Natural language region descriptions
= Beginning of Section =

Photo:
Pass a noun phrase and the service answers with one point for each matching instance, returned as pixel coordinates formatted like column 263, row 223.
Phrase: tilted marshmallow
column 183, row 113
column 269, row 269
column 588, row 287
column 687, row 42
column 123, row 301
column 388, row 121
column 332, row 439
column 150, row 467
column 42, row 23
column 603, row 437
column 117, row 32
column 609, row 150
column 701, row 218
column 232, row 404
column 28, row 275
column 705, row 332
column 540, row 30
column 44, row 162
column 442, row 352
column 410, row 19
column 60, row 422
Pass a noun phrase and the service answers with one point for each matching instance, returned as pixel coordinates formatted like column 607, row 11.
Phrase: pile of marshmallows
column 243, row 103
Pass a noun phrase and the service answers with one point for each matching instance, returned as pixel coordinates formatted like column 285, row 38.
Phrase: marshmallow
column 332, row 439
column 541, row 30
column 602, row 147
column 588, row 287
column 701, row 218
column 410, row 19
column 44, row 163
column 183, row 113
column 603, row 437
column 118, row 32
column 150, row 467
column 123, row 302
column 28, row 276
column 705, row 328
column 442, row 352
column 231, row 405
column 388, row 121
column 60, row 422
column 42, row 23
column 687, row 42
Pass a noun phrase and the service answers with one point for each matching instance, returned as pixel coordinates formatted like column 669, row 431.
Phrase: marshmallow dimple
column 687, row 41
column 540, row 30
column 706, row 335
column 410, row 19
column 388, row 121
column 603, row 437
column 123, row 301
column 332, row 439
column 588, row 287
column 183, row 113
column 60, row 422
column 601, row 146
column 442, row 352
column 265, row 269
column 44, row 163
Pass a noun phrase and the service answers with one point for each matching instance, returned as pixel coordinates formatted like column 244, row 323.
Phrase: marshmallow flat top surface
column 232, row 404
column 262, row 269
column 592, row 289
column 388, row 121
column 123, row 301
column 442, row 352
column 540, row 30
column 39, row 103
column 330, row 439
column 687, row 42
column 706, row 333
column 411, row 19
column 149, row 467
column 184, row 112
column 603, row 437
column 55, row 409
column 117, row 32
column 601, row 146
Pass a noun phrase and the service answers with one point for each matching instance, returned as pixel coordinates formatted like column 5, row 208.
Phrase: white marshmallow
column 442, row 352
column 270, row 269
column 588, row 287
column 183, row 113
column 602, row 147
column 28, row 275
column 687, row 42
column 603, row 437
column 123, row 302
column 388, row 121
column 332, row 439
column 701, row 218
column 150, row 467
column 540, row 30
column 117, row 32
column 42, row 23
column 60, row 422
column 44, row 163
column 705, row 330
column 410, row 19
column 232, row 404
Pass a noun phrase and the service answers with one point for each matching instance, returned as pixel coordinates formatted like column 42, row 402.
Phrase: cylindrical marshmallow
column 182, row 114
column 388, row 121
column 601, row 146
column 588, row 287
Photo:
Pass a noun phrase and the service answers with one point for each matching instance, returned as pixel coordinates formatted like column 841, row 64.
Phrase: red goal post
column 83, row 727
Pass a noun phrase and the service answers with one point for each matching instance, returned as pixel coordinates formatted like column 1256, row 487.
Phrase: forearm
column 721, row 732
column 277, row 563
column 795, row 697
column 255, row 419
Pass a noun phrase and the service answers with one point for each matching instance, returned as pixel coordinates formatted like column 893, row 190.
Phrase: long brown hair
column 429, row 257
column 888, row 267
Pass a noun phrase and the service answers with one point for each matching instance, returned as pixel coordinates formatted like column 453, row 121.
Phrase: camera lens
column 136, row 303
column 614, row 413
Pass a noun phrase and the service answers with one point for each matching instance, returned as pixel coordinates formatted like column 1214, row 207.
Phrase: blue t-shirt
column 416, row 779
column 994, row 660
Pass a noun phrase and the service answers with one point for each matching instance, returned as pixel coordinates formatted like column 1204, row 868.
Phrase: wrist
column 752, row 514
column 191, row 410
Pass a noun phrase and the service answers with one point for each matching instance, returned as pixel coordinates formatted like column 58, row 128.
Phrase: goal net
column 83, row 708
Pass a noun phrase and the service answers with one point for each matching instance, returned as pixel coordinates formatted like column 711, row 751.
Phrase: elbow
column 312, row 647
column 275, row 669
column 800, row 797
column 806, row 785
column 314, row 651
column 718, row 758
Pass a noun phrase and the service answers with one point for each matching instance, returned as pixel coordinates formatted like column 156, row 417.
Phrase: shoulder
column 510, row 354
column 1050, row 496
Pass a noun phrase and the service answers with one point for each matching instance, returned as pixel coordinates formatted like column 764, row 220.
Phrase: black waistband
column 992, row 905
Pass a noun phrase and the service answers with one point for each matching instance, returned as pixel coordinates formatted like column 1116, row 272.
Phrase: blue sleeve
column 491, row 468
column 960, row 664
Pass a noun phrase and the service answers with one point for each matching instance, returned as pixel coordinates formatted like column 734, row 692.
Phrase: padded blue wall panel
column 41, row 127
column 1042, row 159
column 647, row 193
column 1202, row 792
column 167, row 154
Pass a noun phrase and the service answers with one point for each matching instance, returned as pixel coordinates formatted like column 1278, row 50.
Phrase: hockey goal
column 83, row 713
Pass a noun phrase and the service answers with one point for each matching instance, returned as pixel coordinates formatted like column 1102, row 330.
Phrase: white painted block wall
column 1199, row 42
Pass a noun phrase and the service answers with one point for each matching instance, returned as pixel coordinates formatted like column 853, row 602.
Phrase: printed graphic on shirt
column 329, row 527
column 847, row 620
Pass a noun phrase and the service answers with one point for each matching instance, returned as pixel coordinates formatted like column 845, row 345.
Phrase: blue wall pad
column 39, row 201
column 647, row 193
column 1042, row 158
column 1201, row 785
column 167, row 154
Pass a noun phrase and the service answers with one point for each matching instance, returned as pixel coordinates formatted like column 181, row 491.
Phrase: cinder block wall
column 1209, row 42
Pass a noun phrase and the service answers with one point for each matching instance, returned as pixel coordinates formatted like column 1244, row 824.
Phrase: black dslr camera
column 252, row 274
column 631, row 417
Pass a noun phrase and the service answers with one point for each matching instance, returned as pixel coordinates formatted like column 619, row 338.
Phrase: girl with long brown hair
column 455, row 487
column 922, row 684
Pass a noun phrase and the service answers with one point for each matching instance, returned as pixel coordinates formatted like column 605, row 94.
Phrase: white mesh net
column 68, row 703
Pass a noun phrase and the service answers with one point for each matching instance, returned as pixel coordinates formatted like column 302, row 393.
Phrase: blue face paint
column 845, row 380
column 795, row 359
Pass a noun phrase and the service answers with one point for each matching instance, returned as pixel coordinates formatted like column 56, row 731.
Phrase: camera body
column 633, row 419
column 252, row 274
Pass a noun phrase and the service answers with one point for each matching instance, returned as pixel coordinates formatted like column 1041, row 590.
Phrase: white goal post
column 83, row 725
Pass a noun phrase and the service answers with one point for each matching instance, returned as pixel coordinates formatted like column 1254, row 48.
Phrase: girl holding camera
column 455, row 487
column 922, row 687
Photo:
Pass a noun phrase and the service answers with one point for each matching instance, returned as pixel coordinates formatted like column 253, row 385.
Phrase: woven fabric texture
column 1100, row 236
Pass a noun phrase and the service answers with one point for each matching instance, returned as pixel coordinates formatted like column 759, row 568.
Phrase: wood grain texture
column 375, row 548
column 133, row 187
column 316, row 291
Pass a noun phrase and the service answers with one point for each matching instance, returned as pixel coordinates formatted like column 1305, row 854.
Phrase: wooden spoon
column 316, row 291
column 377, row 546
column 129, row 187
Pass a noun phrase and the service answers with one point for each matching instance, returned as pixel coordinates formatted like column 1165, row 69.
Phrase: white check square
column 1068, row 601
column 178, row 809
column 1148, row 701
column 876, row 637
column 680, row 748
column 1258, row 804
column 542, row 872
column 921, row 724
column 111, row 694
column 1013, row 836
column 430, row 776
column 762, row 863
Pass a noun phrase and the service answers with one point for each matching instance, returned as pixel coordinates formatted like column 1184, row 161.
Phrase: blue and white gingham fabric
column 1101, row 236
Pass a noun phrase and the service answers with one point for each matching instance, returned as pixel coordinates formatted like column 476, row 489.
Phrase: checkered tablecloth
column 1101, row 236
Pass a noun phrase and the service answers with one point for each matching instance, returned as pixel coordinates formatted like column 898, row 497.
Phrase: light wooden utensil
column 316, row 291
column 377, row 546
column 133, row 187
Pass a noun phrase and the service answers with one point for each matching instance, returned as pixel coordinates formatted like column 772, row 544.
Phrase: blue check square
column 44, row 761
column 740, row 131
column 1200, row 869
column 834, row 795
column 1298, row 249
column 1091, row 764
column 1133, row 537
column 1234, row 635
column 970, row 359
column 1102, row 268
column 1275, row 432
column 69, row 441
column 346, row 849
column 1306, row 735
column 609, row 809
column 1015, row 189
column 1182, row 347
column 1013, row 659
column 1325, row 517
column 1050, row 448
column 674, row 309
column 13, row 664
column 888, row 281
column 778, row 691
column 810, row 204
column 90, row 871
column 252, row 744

= End of Section =

Your goal
Reproduce the entries above exactly, but only the lines between the line holding "253, row 385." and the line holding "759, row 568.", inclusive.

Exercise output
Pass a noun phrase and the service answers with one point for each matching instance, returned as pixel coordinates formatted like column 253, row 385.
Phrase: woven fabric texture
column 1100, row 236
Pass a noun phrase and the service answers with one point for each matching instance, returned as pixel coordinates formatted like column 759, row 568.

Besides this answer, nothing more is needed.